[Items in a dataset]
☆ ☆ ☆ ☆ ☆

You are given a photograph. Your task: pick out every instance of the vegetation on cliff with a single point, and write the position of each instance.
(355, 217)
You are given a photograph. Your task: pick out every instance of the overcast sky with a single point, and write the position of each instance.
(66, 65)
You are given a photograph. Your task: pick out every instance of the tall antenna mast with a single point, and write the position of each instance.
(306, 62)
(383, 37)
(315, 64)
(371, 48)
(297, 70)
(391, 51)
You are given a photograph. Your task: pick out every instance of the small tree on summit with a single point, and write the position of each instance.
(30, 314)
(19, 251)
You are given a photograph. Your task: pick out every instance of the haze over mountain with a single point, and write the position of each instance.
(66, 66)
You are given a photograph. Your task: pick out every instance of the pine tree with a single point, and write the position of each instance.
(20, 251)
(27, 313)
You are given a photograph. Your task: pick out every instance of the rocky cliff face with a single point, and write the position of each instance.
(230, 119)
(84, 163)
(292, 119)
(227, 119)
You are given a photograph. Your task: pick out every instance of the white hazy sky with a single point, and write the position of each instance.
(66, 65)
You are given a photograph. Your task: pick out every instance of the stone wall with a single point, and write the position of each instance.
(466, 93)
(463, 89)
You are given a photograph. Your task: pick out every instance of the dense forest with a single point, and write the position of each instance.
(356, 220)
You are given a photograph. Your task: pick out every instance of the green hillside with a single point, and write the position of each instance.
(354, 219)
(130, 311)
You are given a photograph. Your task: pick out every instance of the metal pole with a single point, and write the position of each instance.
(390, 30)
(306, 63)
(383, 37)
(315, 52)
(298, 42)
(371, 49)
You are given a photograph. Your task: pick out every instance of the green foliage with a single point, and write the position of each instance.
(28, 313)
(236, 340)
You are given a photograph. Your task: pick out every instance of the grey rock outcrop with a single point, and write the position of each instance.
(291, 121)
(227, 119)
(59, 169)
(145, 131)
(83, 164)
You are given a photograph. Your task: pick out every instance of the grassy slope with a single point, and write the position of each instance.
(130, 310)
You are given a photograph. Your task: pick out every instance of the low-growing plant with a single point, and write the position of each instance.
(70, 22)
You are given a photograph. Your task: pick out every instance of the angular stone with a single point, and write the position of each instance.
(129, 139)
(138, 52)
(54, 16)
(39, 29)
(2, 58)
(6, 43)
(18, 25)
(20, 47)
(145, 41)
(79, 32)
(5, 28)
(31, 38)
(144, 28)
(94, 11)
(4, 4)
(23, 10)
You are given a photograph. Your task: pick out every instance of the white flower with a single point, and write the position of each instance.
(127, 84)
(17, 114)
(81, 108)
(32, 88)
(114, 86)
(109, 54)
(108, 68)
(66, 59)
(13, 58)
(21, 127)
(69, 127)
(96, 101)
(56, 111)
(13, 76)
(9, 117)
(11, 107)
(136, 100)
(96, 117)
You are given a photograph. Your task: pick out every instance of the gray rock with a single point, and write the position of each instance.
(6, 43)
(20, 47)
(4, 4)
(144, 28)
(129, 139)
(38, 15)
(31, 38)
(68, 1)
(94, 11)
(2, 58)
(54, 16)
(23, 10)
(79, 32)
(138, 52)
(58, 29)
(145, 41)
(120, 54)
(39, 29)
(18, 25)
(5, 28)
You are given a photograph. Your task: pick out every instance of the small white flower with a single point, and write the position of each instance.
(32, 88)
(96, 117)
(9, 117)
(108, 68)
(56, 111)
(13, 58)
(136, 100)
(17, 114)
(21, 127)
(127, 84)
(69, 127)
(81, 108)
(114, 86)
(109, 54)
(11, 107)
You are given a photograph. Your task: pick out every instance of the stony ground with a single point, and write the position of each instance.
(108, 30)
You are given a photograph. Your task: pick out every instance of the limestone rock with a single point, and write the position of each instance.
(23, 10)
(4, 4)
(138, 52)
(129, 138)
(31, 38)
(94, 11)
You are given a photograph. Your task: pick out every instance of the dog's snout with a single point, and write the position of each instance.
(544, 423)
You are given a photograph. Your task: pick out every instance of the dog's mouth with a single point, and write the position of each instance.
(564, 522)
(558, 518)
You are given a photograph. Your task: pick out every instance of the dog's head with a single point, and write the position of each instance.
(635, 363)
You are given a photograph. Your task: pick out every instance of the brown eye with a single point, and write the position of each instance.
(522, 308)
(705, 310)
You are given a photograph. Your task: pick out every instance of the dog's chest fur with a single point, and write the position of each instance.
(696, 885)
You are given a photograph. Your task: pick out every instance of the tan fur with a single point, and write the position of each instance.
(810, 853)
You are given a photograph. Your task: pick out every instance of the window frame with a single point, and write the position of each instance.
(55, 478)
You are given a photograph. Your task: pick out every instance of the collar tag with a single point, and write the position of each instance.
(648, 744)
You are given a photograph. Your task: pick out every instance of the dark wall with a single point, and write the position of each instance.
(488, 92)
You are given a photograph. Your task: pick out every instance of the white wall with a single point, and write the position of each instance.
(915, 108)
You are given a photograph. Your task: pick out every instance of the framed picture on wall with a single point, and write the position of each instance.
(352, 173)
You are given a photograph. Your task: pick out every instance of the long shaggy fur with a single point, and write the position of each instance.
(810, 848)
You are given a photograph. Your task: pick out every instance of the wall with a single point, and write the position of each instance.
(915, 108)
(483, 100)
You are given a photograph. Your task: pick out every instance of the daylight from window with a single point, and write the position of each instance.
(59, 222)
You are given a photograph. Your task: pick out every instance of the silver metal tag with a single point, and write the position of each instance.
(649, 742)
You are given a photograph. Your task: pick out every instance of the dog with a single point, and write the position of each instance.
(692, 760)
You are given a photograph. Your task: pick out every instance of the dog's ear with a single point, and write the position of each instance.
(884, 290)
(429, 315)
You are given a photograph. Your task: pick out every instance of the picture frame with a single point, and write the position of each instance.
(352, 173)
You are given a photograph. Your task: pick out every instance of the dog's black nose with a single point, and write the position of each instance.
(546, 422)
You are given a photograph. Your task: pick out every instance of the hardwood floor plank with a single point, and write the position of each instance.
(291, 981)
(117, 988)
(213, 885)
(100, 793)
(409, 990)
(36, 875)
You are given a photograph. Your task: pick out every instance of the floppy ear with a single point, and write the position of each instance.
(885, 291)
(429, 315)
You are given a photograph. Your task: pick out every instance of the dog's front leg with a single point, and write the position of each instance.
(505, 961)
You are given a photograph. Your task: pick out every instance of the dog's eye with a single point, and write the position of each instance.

☆ ☆ ☆ ☆ ☆

Repeat all of the records above, switching every "single point" to "one point" and leaving everything else unchanged.

You are given a photograph. Your task: pick out every instance of the vegetation on cliff with a one point, and write the position of each instance.
(355, 217)
You are given a photograph. Your task: pick out every instance of the overcast sky with a one point, and write the position of each instance.
(66, 65)
You are given a photograph. Your task: pick out every instance of the tall antenna mast with a one point, and write the position of each instance.
(306, 62)
(383, 37)
(315, 64)
(371, 48)
(297, 70)
(391, 51)
You are given a photograph. Your task: pick out every instance of the small tree on summit with a one point, and write the position of each instance.
(30, 314)
(19, 251)
You are given a photograph. Your task: pick out every instance of the haze over mountain with a one point, and write the position of each instance.
(66, 66)
You are given a photograph. Your task: pick out every instance of the pine tree with a one point, and write the position of each instance.
(20, 251)
(27, 313)
You are given a photograph. Your task: pick out every instance of the rocky cliff face with a one point, and write the position of each instance.
(230, 119)
(84, 163)
(292, 119)
(227, 119)
You are given a photograph. Your task: pick out every instance of the white hazy sky with a one point, and write the position of each instance.
(66, 65)
You are given a photograph. Your task: pick out every instance of the stone wall with a one point, and write the position of each instance.
(466, 93)
(463, 89)
You are given a photograph. Your task: pick out every instance of the dense forest with a one point, and write the position of each instance.
(356, 220)
You are given a photograph. Your task: pick out every instance of the green hillside with a one point, and write the position of each instance.
(354, 219)
(130, 311)
You are given a photograph. Your task: pick out every instance of the metal pole with a one point, and write the position of each instance.
(390, 30)
(306, 63)
(383, 37)
(315, 52)
(298, 42)
(371, 49)
You are given a photograph. Your task: pick out every instance of the green foliage with a one point, and write the position of each instance.
(28, 313)
(236, 340)
You are given a photograph. Your task: pick out every instance of the grey rock outcrop with a one point, and write the position of each instance.
(291, 121)
(227, 119)
(59, 169)
(145, 131)
(83, 164)
You are given a photograph. Your task: pick out every instance of the grassy slope with a one point, and write the position of each instance.
(130, 310)
You are given a photograph. Your task: pick out every instance of the low-growing plant with a one point, and write the position of each instance.
(70, 22)
You are given a photograph. Your task: pick out every instance of the angular stone with a one point, and write the position of each instance.
(129, 139)
(138, 52)
(54, 16)
(39, 29)
(2, 58)
(6, 43)
(18, 25)
(20, 47)
(145, 41)
(79, 32)
(5, 28)
(31, 38)
(144, 28)
(94, 11)
(4, 4)
(23, 10)
You are given a photograph. Your task: pick out every instance of the white flower with a one point, and write the position of each instance.
(127, 84)
(17, 114)
(81, 108)
(32, 88)
(114, 86)
(109, 54)
(108, 68)
(66, 59)
(13, 58)
(21, 127)
(69, 127)
(96, 101)
(56, 111)
(13, 76)
(9, 117)
(11, 107)
(136, 100)
(96, 117)
You are given a photograph. Your task: pick out every instance of the gray rock with a one point, and write the position of each instance.
(6, 43)
(20, 47)
(4, 4)
(144, 28)
(129, 139)
(38, 15)
(31, 38)
(68, 1)
(94, 11)
(2, 58)
(54, 16)
(23, 10)
(79, 32)
(138, 52)
(58, 29)
(145, 41)
(120, 54)
(39, 29)
(18, 25)
(5, 28)
You are given a photograph. Your task: pick out every instance of the small white flower with a one point, and write the position of each instance.
(32, 88)
(96, 117)
(9, 117)
(108, 68)
(56, 111)
(13, 58)
(136, 100)
(17, 114)
(21, 127)
(127, 84)
(69, 127)
(81, 108)
(114, 86)
(109, 54)
(11, 107)
You are given a photograph. Your task: pick out every instance of the stony ground with a one point, and write the position of each instance.
(108, 30)
You are given a photograph. Your task: pick out every instance of the limestone rock with a one point, and write the position of each instance.
(23, 10)
(4, 4)
(138, 52)
(129, 138)
(31, 38)
(94, 11)
You are given a photograph. Your task: pick out every instance of the dog's snout with a one point, and write the position of each instance.
(544, 423)
You are given a photograph. Your task: pick out every instance of the dog's mouth with a one point, and write the position of each instance.
(564, 522)
(558, 518)
You are given a photograph. Your task: pick out every instance of the dog's head with a one point, and write the position of each instance.
(635, 363)
You are given a photograph. Your task: pick out every instance of the brown eye with a one point, and write the position of each instance.
(522, 308)
(705, 310)
You are given a photograph. Your task: pick out every instance of the dog's chest fur with a one point, and write the position of each instance.
(696, 885)
You are given a photograph. Your task: pick out every instance of the tan fur with a one point, and write the position of each instance.
(810, 853)
You are given a photograph. Your task: pick out every instance of the window frame with a one point, and write the position of each instance.
(55, 478)
You are given a photograph. Your task: pick out every instance of the collar tag with a one point, and write the position of each instance.
(648, 744)
You are given a photograph. Your task: pick out every instance of the dark wall with a one point, and write the position of each instance.
(488, 92)
You are given a photograph. Your task: pick out every instance of the white wall with a one point, and write the position of each instance.
(915, 108)
You are given a photograph. Your task: pick out every instance of the framed picture on wall with a one point, and write the position of each instance.
(352, 173)
You are given a photograph. Your task: pick out every instance of the long shaggy fur with a one point, and write the position of each instance.
(810, 848)
You are given a photograph. Your task: pick out every instance of the wall with a one point, and write the position of each instance.
(915, 108)
(483, 100)
You are given a photograph. Your task: pick out every instance of the daylight from window with a one point, and write the position of each instance.
(59, 222)
You are given a photograph. Your task: pick out every instance of the silver metal tag with a one point, and write the position of each instance.
(649, 742)
You are given a photograph. Your task: pick out every instance of the dog with a one point, and write the position of each instance.
(692, 760)
You are given a photograph. Your task: pick out every instance of the dog's ear with a one point, and write the position of each instance.
(884, 290)
(429, 315)
You are given a photograph. Your task: pick out every instance of the picture frame with a one point, and write the position of each instance.
(352, 173)
You are given a photograph. Your task: pick out every instance of the dog's black nose with a one point, and write the position of each instance.
(546, 422)
You are given a photograph. Your task: pick out every instance of the hardwood floor plank with a one point, and write the position of each instance.
(291, 981)
(117, 988)
(213, 885)
(100, 793)
(409, 990)
(36, 875)
You are given a photograph. Your task: pick out every instance of the floppy ear with a one point, and write the position of each instance.
(885, 291)
(429, 315)
You are given a photograph. Your task: pick out every instance of the dog's front leg with a one point, and write the position of each instance.
(505, 961)
You are given a photograph. Your task: pick out every instance of the dog's eye with a one point, and write the position of each instance.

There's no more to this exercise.